| Short exercise |
Each entry below is to be transcribed exactly.

| Input |
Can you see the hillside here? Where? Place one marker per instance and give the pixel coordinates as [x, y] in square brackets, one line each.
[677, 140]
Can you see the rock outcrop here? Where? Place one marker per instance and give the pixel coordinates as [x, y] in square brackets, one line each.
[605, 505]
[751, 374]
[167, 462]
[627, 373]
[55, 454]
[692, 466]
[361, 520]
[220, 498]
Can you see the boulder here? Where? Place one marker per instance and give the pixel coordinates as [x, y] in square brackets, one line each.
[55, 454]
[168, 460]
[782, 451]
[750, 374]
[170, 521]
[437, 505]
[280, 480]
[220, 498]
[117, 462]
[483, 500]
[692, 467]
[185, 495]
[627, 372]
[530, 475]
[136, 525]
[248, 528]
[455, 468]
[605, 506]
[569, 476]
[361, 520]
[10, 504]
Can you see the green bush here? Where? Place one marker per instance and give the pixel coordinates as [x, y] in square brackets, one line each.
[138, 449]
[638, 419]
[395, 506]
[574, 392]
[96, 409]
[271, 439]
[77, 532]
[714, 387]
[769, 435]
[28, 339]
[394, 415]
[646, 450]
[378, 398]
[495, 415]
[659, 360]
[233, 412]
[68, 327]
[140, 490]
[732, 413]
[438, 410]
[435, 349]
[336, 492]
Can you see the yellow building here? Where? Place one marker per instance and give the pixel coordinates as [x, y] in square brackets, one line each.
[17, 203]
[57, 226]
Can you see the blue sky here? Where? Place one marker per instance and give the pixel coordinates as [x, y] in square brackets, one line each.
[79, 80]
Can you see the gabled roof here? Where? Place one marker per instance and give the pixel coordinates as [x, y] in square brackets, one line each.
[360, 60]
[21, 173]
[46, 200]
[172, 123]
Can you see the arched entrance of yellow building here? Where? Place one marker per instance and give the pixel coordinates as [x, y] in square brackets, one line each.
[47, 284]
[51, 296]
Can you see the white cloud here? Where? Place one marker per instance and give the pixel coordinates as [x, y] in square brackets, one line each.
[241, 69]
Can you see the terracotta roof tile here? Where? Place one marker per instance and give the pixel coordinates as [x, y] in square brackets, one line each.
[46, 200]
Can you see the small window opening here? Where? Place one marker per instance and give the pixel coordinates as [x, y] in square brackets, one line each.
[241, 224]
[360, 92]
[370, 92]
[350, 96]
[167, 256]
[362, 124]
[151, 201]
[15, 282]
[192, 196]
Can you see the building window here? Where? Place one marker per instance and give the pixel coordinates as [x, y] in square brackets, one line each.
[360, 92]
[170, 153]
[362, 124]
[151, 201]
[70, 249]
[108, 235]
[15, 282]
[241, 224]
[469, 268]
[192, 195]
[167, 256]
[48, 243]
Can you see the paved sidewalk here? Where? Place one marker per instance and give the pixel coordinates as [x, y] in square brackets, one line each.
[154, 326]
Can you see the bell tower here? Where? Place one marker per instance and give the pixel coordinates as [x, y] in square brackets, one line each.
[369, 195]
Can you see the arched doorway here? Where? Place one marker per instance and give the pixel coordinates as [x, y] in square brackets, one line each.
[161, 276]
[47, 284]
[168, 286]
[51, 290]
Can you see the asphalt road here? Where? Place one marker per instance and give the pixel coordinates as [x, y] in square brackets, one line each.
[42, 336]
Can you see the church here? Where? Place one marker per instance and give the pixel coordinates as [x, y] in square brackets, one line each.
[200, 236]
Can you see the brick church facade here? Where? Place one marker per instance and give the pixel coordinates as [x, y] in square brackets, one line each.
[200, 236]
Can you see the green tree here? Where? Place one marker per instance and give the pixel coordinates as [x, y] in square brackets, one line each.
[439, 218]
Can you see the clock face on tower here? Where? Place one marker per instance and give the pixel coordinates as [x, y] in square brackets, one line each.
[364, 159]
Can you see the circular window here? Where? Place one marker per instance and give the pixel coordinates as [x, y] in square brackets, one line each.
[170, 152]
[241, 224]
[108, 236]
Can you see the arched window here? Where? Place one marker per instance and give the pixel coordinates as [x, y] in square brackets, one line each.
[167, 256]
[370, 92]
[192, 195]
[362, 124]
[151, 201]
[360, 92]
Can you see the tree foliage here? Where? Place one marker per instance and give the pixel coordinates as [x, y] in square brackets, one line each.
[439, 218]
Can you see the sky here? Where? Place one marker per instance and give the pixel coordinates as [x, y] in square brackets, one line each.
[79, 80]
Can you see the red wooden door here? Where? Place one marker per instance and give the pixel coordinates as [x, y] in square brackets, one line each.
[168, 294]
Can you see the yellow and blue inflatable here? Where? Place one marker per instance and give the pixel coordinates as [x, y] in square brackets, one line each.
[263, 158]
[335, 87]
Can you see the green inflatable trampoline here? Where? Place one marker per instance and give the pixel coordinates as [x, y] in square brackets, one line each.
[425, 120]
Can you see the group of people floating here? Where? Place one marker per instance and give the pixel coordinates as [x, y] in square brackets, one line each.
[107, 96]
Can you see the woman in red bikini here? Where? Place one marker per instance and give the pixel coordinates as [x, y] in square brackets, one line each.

| Finished exercise |
Can you see the hillside here? Where? Place one marker per instance and give the pixel coordinates as [x, y] in square brackets, one line each.
[677, 140]
Can you see the rock outcrop here? Where? Place one marker per instance and give the pixel coordinates as [x, y] in square brackets, one line each.
[605, 505]
[751, 374]
[167, 462]
[627, 373]
[55, 454]
[692, 466]
[361, 520]
[220, 498]
Can you see the boulder here? Where? Place one marker per instance and give the pixel coordinates as [x, y] in square brackets, one line each.
[55, 454]
[168, 460]
[782, 451]
[750, 374]
[170, 521]
[437, 505]
[280, 480]
[220, 498]
[117, 462]
[483, 500]
[692, 467]
[185, 495]
[627, 372]
[530, 475]
[136, 525]
[248, 528]
[455, 468]
[605, 506]
[569, 476]
[361, 520]
[10, 504]
Can you see the green bush here? Where? Place one marker per instance and give the pixel coordinates as [x, y] in square brackets, one line each.
[138, 449]
[638, 419]
[395, 506]
[574, 392]
[96, 409]
[271, 439]
[77, 532]
[714, 387]
[769, 435]
[28, 339]
[394, 415]
[646, 450]
[378, 398]
[495, 415]
[659, 360]
[233, 412]
[68, 327]
[140, 490]
[732, 413]
[438, 410]
[435, 349]
[336, 492]
Can you see the yellow building here? Where? Place one marker per instance and give the pixel coordinates as [x, y] in square brackets, one line each.
[17, 203]
[57, 226]
Can you see the blue sky here? Where? Place one marker per instance and give the pixel coordinates as [x, y] in square brackets, one line each.
[79, 80]
Can you see the gabled roof here? Where? Place one marker per instance and give the pixel coordinates as [x, y] in square brackets, one line each.
[360, 60]
[21, 173]
[46, 200]
[172, 123]
Can you see the arched entrance of yellow building here? Where? Place one marker per instance and give the pixel coordinates as [x, y] in square brackets, one line each.
[47, 284]
[51, 296]
Can you see the white cloud here? Where? Place one marker per instance and give the pixel coordinates as [x, y] in square brackets, one line each.
[241, 69]
Can you see the terracotta roof tile here? Where? Place one marker per instance and give the pixel coordinates as [x, y] in square brackets, one line each.
[46, 200]
Can you see the small window opening here? Where? Place one marker per instance and give the pixel coordinates as [x, y] in square brackets, one line each.
[241, 224]
[360, 92]
[370, 92]
[350, 96]
[167, 256]
[362, 124]
[151, 201]
[15, 282]
[192, 196]
Can you see the building window here? Where? Place one marker per instance and give the pixel coordinates as [x, y] in square brackets, one line each.
[360, 92]
[170, 153]
[362, 124]
[151, 201]
[70, 249]
[108, 235]
[15, 282]
[241, 224]
[469, 268]
[192, 195]
[167, 256]
[48, 243]
Can you see the paved sidewalk here? Where? Place one marker per instance and give the pixel coordinates as [x, y] in square brackets, one line each.
[154, 326]
Can you see the bell tower here? Where? Place one marker per instance and give the pixel coordinates as [x, y] in square brackets, one line each.
[369, 195]
Can you see the arched doorway here? Where? Place one marker per instance and give the pixel coordinates as [x, y] in square brackets, one line each.
[161, 276]
[47, 284]
[168, 286]
[51, 290]
Can you see the asphalt road here? Where? Place one marker per instance and give the pixel coordinates as [x, y] in square brackets, one line each.
[42, 336]
Can you see the church here? Where? Place one marker per instance and give the pixel coordinates as [x, y] in square brackets, one line each.
[200, 236]
Can you see the brick church facade here? Where? Place one marker per instance and give the pixel coordinates as [x, y] in square brackets, one line each.
[200, 236]
Can you see the green tree here? Where? Place one marker per instance and give the pixel coordinates as [x, y] in square brackets, one line each.
[439, 218]
Can you see the clock face on tower here? Where? Place one marker per instance and give the pixel coordinates as [x, y] in square brackets, one line each.
[364, 159]
Can you see the circular window here? Where? Place one marker per instance and give the pixel coordinates as [x, y] in square brackets, one line each.
[170, 152]
[241, 224]
[108, 236]
Can you see the arched window here? Where? Place one marker per instance and give the pixel coordinates as [x, y] in square brackets, one line each.
[167, 256]
[370, 92]
[192, 195]
[362, 124]
[151, 201]
[360, 92]
Can you see the tree foliage here? Where? Place one marker per instance and give the pixel coordinates as [x, y] in square brackets, one line each.
[439, 218]
Can you see the sky here? Where? Place one marker per instance and give the pixel coordinates as [x, y] in square brackets, one line each.
[79, 80]
Can you see the red wooden door here? Where? Place one marker per instance and give the pixel coordinates as [x, y] in square brackets, one line each.
[168, 294]
Can you see the yellow and blue inflatable here? Where? Place one marker per instance and give the pixel coordinates as [x, y] in square brackets, one line each.
[263, 158]
[335, 87]
Can you see the green inflatable trampoline here? Where? Place one marker per instance and give the pixel coordinates as [x, y] in square brackets, one line each.
[425, 120]
Can you see the group of people floating here? Where? Place one marker per instance and give the pixel coordinates as [x, y] in square brackets, one line each.
[107, 96]
Can you see the woman in red bikini here? Where? Place one marker per instance and give the pixel coordinates as [x, y] in square brackets, one line each.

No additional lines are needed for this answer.